-- Start --

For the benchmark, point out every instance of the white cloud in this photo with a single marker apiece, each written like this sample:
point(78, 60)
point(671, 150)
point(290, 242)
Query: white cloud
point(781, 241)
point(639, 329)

-- End --

Output every line of the data above as a numbered list, leaving out any blank lines.

**PROBLEM SOLUTION:**
1. For the benchmark, point out every instance of the white cloud in this photo with a single marker apiece, each written like this sample:
2. point(78, 60)
3. point(671, 150)
4. point(290, 242)
5. Query: white cloud
6. point(781, 241)
7. point(639, 329)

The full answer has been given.